Task statement: Going down the data below, set down exactly the line with "Where can you spot the green football" and each line after it through the line with "Where can you spot the nike"; no other lines.

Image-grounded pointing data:
=====

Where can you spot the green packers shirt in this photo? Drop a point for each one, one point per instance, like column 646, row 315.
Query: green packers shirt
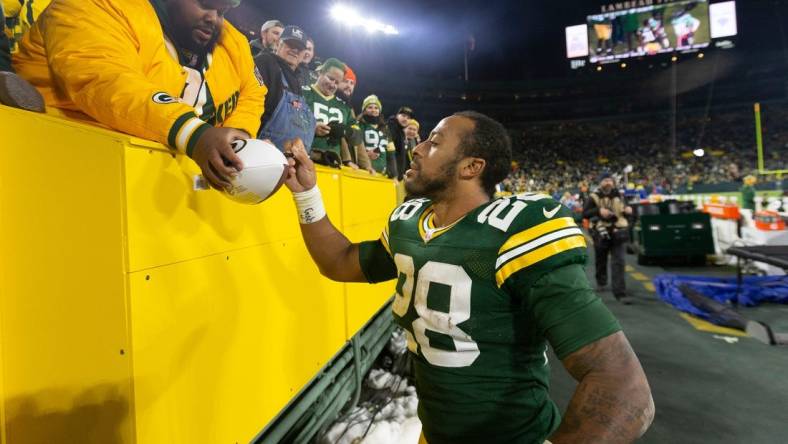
column 376, row 138
column 327, row 110
column 479, row 300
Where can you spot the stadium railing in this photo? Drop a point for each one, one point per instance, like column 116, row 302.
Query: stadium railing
column 136, row 309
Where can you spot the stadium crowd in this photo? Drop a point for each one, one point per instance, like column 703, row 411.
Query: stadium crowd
column 560, row 156
column 312, row 98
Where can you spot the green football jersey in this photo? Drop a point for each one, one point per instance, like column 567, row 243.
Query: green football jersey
column 479, row 300
column 327, row 110
column 376, row 138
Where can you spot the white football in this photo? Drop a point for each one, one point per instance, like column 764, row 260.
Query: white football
column 265, row 170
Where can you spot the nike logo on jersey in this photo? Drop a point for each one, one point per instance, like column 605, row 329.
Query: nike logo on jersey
column 551, row 213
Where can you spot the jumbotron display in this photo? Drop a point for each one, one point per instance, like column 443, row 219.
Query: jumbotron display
column 650, row 30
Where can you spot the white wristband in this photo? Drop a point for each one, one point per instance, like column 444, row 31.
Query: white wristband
column 309, row 205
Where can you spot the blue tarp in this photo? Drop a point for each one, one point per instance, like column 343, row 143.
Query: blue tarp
column 754, row 290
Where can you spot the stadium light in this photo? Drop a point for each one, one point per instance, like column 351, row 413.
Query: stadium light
column 350, row 17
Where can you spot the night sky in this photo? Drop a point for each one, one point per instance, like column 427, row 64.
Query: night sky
column 515, row 40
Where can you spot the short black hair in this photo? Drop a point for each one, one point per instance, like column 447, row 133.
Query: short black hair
column 490, row 141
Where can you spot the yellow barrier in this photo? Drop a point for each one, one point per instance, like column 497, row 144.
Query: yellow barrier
column 135, row 309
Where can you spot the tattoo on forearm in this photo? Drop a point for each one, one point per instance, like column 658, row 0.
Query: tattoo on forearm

=====

Answer for the task:
Where can you spot the green football jersey in this photo? Drop a point for each one, one point per instance, like column 567, row 243.
Query: green football jersey
column 479, row 300
column 327, row 110
column 376, row 138
Where can you spot the white football in this photo? Drop a point for each one, one point per instance, like column 764, row 260.
Query: white football
column 265, row 170
Where can you spot the nike logo on jersey in this photo? Drop a point for each one, one point per instance, like column 605, row 329.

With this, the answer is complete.